Stated problem »
Can you write out the forum thread about passing the SE exams word for word, from start to finish?

Extract provided »
MrStructuralEngineer said:


> View attachment 20107
> 
> 
> Well I finally gave in.
> 
> On the vertical I got 26/40 and A/A/IR/U
> 
> Sad part is I blocked the test so far out of my mind that I cant even remember what the wood problem was. I don't remember struggling with the wood problem either. Oh well. At least I got one of them out of the way. Can't wait to be done studying for this test.


I highly encourage people take a video recording of themselves (and keep it private) after they get out of the exam. Talk about everything you can remember about the exam. Even a few hours after the exam you'll have forgotten critical details. Then you can look at those notes when you pass and laugh, or use them to plan out study strategies if you don't pass. It can make a big difference.



Redpepper said:


> Woooo, finally passed lateral!!! This was not my first attempt; I passed vertical a few years ago - so I am officially done.
> 
> 
> I took the AEI course and began studying in January with the intent of taking the exam in April. Since the April exams were cancelled, I think having a few extra months to study really helped. I definitely recommend taking the AEI course. Their binder covers so much material and the professors are very invested in helping you learn.
> 
> 
> Good luck to everyone still trying! You will  eventually get there - keep at it!
> 
> View attachment 20110


Congratulations! Glad to hear the AEI course helped you. Good thing you got the pass as it sounds like you were getting close to the pass on the Vertical exam timing out.



pizicai said:


> I passed both SE exams FINALLY! Fairly tough, and I appreciate the efforts I put.
> 
> I didn't expect the results could be released so early.... that I thought it's just survey from NCEES... really a huge surprise and highlights my day...Good luck to all of you!
> 
> View attachment 20123


Congratulations! I remember that feeling, passing the exam was great but being rewarded for the study efforts and all the new knowledge gained from those studies was really something to be proud of. Great work!

Collected data entries
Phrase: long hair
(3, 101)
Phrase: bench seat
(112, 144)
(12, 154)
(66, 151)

Response to this exercise »
MrStructuralEngineer said:


> View attachment 20107
> 
> 
> Well I finally gave in.
> 
> On the vertical I got 26/40 and A/A/IR/U
> 
> Sad part is I blocked the test so far out of my mind that I cant even remember what the wood problem was. I don't remember struggling with the wood problem either. Oh well. At least I got one of them out of the way. Can't wait to be done studying for this test.


I highly encourage people take a video recording of themselves (and keep it private) after they get out of the exam. Talk about everything you can remember about the exam. Even a few hours after the exam you'll have forgotten critical details. Then you can look at those notes when you pass and laugh, or use them to plan out study strategies if you don't pass. It can make a big difference.



Redpepper said:


> Woooo, finally passed lateral!!! This was not my first attempt; I passed vertical a few years ago - so I am officially done.
> 
> 
> I took the AEI course and began studying in January with the intent of taking the exam in April. Since the April exams were cancelled, I think having a few extra months to study really helped. I definitely recommend taking the AEI course. Their binder covers so much material and the professors are very invested in helping you learn.
> 
> 
> Good luck to everyone still trying! You will  eventually get there - keep at it!
> 
> View attachment 20110


Congratulations! Glad to hear the AEI course helped you. Good thing you got the pass as it sounds like you were getting close to the pass on the Vertical exam timing out.



pizicai said:


> I passed both SE exams FINALLY! Fairly tough, and I appreciate the efforts I put.
> 
> I didn't expect the results could be released so early.... that I thought it's just survey from NCEES... really a huge surprise and highlights my day...Good luck to all of you!
> 
> View attachment 20123


Congratulations! I remember that feeling, passing the exam was great but being rewarded for the study efforts and all the new knowledge gained from those studies was really something to be proud of. Great work!